• [Stated goal] Repeat precisely, and only, the lines between the line containing "of the cabinet" and the end of the listing below, both ends included.

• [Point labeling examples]
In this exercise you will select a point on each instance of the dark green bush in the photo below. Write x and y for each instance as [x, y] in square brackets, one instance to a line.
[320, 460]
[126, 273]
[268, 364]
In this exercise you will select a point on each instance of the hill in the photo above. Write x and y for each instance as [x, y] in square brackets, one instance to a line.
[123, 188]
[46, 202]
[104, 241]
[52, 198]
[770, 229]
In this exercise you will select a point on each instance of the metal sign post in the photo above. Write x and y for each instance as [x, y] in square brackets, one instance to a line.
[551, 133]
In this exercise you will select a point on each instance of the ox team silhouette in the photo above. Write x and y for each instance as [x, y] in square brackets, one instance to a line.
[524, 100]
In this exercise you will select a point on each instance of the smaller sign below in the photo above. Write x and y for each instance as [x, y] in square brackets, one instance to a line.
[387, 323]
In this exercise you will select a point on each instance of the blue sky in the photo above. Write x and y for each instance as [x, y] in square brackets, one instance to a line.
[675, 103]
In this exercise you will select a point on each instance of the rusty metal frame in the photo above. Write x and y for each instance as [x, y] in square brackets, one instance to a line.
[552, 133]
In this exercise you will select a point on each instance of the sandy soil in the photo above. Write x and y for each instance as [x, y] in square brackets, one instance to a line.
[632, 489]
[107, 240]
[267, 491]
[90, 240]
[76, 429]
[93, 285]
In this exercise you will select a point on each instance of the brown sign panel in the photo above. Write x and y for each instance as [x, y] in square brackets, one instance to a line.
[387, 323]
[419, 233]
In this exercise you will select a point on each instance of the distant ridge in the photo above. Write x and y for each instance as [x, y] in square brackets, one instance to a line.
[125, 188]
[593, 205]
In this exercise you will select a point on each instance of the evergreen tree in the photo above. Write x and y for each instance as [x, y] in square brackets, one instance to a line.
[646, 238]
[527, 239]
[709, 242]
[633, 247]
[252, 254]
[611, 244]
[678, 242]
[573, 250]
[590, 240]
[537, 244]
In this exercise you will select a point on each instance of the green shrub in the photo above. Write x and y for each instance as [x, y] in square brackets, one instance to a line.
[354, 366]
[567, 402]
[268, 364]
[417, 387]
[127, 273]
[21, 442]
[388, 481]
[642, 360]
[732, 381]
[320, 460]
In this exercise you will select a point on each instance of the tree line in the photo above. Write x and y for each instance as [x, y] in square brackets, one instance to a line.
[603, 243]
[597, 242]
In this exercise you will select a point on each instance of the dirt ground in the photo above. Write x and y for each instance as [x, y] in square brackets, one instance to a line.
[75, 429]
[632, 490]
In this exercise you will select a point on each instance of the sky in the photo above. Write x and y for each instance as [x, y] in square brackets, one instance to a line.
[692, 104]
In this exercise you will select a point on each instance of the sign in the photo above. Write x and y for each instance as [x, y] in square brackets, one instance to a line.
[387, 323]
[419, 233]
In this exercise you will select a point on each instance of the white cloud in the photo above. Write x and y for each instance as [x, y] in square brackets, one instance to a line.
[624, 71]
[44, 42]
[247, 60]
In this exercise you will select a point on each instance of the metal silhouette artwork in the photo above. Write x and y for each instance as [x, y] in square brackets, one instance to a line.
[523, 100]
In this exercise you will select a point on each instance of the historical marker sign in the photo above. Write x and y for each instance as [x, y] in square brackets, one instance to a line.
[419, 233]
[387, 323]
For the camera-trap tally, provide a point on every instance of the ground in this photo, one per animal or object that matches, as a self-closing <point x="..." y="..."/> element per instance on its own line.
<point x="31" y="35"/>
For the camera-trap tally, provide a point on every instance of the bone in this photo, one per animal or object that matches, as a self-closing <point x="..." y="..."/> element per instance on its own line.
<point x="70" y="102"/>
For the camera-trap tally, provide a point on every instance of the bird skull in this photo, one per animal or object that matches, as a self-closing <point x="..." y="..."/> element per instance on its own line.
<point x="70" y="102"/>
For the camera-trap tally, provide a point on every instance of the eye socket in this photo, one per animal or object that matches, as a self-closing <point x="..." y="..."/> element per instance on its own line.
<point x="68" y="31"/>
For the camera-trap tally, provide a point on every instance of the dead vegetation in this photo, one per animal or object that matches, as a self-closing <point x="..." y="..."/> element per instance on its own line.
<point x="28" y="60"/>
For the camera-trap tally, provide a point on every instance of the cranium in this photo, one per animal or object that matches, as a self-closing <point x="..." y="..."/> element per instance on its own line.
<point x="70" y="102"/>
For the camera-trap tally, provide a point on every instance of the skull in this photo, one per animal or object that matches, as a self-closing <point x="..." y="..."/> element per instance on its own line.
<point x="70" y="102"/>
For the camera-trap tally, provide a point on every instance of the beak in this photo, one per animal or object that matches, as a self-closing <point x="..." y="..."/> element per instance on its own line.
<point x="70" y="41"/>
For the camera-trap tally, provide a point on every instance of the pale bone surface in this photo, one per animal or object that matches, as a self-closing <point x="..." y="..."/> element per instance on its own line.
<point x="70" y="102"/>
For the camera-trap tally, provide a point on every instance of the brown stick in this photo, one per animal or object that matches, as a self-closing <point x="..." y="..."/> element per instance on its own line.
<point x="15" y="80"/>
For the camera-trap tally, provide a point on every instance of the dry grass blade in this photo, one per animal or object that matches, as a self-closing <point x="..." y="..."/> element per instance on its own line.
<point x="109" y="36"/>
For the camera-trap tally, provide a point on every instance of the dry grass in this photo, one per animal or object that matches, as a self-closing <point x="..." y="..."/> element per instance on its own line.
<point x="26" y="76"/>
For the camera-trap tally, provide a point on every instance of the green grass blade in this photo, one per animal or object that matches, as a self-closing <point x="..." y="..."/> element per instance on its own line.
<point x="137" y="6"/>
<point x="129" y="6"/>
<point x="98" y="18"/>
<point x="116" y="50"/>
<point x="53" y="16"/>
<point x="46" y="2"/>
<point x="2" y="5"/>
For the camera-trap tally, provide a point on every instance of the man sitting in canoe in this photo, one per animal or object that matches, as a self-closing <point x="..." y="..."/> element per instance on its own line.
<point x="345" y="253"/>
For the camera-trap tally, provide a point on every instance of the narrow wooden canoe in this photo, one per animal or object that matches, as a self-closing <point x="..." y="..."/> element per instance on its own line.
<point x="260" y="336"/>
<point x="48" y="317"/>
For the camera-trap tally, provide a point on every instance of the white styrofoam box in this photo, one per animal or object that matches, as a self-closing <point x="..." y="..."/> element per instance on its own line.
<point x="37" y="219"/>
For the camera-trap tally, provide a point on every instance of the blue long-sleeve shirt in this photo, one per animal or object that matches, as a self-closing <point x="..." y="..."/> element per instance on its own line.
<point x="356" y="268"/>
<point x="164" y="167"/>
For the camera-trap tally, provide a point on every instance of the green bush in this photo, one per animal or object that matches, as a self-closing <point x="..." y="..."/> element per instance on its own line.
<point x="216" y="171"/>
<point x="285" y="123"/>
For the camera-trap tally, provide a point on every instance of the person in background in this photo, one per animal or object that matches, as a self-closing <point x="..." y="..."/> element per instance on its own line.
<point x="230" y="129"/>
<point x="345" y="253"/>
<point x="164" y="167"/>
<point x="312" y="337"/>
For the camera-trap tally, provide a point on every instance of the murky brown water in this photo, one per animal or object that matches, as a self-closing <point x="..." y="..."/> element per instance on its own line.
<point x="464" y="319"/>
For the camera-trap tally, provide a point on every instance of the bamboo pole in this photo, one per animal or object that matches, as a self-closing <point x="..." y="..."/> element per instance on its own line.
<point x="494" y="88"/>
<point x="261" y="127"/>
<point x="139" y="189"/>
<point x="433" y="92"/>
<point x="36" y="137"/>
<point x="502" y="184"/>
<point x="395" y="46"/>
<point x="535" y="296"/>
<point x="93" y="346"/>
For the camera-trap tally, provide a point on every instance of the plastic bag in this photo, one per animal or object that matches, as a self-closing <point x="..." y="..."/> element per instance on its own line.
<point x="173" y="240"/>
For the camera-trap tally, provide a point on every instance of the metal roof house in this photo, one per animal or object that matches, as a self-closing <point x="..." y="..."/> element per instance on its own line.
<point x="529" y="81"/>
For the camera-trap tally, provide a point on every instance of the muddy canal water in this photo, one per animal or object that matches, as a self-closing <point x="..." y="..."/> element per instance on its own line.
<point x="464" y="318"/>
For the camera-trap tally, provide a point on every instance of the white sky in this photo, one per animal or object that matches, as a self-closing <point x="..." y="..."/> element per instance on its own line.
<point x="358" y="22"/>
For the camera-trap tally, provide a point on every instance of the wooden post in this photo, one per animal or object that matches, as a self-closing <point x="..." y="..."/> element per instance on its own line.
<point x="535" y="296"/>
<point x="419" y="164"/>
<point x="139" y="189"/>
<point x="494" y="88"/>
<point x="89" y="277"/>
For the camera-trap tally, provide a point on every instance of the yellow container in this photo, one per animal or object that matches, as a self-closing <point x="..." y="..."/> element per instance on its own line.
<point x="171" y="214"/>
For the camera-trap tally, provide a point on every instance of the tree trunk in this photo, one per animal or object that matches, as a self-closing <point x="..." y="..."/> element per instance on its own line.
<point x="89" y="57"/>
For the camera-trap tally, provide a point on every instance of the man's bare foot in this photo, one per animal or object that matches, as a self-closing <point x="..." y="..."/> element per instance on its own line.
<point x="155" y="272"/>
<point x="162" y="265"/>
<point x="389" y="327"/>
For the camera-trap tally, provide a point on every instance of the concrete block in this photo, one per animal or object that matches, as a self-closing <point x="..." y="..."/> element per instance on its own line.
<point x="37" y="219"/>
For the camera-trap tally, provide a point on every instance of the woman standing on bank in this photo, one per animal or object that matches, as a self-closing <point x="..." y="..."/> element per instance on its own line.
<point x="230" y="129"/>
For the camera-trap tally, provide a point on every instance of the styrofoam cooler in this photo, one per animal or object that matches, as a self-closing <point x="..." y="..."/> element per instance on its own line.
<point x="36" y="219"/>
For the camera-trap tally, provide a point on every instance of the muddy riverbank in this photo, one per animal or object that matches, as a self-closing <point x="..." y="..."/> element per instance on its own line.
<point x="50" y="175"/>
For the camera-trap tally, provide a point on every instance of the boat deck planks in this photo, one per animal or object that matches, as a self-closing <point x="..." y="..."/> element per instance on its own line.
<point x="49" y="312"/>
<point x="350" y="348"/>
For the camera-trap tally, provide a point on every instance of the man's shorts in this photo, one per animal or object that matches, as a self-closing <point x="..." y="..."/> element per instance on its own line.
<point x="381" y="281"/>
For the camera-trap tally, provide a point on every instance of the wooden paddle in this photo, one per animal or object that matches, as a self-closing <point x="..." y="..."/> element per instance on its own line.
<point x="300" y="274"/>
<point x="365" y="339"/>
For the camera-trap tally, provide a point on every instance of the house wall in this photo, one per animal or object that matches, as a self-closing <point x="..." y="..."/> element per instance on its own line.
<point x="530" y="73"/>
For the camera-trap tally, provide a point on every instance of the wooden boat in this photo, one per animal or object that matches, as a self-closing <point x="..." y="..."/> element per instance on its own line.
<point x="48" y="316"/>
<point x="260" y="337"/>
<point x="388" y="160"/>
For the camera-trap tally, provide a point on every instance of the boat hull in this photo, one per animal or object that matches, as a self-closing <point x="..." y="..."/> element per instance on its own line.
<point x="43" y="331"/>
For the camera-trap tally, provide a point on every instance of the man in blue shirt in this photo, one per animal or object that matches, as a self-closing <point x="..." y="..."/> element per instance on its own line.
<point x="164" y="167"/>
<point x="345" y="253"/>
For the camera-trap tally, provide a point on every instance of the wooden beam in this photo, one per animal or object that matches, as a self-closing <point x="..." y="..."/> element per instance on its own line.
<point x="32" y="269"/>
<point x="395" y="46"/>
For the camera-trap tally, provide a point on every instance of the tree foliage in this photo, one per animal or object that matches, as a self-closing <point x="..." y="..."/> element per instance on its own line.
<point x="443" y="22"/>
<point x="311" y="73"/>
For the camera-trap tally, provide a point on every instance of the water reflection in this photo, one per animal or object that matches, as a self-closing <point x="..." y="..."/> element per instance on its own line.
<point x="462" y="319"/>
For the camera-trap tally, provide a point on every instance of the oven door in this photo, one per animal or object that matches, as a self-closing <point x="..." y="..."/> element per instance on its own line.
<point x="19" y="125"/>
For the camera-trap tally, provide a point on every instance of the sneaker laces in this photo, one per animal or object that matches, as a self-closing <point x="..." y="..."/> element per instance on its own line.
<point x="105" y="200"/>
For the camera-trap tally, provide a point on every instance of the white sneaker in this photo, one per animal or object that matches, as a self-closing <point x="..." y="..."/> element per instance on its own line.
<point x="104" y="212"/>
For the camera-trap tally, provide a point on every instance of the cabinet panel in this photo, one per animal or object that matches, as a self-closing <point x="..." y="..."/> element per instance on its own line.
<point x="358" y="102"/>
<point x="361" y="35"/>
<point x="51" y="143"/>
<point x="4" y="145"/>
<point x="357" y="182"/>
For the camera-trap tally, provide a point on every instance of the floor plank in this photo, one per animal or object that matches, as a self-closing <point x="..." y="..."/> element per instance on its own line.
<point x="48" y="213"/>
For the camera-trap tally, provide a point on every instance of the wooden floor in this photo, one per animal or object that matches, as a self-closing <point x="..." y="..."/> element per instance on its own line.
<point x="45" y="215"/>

• [Solution]
For the camera-trap tally, provide a point on every instance of the cabinet panel in this photo, one per animal or object that matches, as a self-closing <point x="..." y="..."/> element per instance on its own line.
<point x="358" y="102"/>
<point x="361" y="35"/>
<point x="51" y="143"/>
<point x="4" y="145"/>
<point x="357" y="182"/>
For the camera-trap tally, provide a point on every instance of the floor plank in this photo, one per animal or object that matches, as a self-closing <point x="..." y="..."/> element per instance on its own line.
<point x="48" y="213"/>
For the camera-trap tally, provide a point on every instance of the wooden floor in this photo, one per animal or object that matches, as a self-closing <point x="..." y="..."/> element per instance on its own line.
<point x="45" y="215"/>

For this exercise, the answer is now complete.